[start DATA SECTION]
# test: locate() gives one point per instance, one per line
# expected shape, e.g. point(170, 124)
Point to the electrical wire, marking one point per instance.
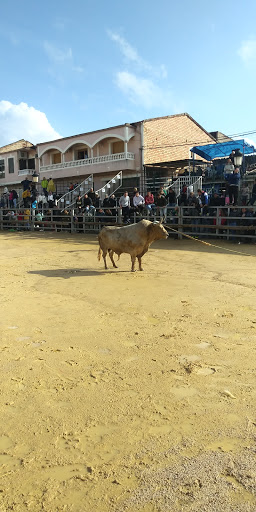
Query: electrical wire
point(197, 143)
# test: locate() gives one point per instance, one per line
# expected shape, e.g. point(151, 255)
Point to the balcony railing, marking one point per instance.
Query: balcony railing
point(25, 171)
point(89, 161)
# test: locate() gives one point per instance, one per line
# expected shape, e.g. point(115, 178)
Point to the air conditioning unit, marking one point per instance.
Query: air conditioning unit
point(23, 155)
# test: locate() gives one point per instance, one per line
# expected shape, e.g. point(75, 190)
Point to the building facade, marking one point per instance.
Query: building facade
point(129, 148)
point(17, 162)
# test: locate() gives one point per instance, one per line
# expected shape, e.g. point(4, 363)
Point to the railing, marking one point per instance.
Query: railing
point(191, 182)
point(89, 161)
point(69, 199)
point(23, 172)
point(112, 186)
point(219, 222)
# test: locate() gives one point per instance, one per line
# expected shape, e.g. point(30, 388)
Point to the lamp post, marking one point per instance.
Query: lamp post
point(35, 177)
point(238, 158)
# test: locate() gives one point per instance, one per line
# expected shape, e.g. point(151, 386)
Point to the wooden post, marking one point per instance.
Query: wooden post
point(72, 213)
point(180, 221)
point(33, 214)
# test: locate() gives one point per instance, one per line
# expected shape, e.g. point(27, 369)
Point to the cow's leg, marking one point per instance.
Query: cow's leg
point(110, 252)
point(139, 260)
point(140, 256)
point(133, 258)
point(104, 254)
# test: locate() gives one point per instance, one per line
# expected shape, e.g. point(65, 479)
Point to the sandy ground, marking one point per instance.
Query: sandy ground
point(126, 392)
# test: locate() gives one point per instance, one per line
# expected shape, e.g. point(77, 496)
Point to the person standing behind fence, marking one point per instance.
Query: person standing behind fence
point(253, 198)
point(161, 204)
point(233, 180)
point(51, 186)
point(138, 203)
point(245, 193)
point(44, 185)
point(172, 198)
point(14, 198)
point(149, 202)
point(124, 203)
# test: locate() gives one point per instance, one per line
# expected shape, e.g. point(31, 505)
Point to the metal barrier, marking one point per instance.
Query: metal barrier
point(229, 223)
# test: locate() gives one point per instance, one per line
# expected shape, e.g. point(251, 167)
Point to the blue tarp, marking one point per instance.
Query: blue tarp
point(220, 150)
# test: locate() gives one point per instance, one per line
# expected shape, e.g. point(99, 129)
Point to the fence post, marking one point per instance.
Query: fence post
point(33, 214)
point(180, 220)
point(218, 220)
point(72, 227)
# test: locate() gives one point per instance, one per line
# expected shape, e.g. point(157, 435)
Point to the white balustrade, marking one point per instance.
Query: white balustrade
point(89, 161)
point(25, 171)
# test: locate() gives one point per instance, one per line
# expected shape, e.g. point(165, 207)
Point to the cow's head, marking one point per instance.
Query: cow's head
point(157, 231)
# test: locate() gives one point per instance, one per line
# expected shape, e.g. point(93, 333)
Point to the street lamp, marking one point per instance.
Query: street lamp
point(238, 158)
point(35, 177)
[end DATA SECTION]
[start DATA SECTION]
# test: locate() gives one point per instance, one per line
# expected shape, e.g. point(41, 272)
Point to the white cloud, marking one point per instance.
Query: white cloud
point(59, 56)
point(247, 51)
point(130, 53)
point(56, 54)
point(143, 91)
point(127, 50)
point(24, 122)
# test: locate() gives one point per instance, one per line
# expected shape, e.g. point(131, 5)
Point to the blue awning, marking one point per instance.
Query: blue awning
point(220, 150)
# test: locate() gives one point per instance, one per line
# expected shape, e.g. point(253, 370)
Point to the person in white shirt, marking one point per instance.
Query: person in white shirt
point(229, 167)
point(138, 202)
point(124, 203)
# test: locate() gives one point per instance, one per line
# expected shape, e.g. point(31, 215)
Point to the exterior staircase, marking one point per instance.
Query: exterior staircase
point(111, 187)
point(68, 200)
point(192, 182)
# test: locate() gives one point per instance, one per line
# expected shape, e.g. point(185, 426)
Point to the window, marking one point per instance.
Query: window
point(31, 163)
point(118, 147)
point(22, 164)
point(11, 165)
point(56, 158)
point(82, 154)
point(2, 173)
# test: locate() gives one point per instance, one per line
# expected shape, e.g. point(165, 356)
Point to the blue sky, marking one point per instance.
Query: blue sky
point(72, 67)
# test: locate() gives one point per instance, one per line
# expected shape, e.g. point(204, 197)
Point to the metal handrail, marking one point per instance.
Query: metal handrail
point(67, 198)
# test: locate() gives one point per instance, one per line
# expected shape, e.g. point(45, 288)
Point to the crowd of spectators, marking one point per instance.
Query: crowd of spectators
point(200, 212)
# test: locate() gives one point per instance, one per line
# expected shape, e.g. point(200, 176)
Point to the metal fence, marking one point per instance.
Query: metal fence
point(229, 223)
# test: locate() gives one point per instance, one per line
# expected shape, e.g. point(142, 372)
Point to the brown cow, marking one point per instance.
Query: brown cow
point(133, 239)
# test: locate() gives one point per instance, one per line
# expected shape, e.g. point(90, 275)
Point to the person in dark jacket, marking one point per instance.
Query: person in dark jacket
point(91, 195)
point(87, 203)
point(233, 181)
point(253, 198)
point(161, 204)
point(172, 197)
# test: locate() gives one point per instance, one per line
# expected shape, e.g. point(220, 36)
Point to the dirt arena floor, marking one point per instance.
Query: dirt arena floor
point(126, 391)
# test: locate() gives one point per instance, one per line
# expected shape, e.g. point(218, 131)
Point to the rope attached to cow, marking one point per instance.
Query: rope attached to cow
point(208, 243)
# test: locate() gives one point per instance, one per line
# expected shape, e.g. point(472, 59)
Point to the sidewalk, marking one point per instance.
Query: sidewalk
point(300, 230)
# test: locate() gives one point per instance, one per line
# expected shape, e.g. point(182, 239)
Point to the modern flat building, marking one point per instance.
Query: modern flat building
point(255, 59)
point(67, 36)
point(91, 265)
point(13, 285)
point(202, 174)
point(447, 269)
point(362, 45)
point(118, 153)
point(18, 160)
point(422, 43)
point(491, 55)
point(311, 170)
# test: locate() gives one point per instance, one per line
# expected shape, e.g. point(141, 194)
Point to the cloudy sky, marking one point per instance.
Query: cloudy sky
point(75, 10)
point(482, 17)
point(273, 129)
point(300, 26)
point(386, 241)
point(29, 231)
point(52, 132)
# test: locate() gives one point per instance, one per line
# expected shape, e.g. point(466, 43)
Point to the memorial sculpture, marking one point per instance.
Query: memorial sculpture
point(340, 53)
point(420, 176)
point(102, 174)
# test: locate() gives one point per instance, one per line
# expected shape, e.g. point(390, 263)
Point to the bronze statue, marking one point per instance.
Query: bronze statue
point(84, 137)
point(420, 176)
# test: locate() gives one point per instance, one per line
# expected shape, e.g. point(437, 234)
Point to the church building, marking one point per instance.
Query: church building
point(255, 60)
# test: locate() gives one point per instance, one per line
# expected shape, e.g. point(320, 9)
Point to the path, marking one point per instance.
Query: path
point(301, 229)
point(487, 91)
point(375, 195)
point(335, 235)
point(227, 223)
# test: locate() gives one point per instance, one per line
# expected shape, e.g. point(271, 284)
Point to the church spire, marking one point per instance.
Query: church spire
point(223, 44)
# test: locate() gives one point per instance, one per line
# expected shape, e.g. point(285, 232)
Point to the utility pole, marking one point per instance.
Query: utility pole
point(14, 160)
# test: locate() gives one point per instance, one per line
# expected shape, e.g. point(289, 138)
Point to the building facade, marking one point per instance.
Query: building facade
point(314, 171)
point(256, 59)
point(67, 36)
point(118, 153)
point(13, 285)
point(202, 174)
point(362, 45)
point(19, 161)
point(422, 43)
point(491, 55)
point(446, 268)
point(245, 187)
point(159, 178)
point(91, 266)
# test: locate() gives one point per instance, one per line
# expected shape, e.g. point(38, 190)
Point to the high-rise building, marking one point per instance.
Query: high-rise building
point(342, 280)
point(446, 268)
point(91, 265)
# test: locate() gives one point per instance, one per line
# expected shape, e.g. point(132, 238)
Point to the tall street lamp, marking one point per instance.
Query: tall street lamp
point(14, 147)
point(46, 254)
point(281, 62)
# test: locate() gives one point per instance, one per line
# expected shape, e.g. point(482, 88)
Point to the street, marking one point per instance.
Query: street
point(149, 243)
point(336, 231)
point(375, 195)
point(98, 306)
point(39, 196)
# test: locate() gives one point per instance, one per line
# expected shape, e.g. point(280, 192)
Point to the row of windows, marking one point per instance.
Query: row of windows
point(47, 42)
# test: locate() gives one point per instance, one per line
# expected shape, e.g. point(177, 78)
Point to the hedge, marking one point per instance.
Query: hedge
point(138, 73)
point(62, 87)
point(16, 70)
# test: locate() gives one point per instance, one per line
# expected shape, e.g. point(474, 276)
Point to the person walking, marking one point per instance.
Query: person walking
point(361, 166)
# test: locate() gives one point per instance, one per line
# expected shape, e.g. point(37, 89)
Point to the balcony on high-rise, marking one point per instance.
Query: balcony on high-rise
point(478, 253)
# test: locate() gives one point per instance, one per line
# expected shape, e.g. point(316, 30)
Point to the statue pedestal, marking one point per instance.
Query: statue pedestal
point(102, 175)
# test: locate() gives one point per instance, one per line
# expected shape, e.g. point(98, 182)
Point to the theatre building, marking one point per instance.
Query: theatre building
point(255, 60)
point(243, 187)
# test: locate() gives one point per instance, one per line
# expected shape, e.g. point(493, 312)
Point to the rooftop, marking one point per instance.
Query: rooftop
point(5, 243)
[end DATA SECTION]
## TO BE DONE
Which lines in the items above contain the string "high", with uppercase and lowercase counting as different? Report each such line in full.

## FINAL RESULT
Point to the high-rise building, marking one point per instance.
Query: high-rise building
Point to the balcony on high-rise, marking one point per instance.
Query: balcony on high-rise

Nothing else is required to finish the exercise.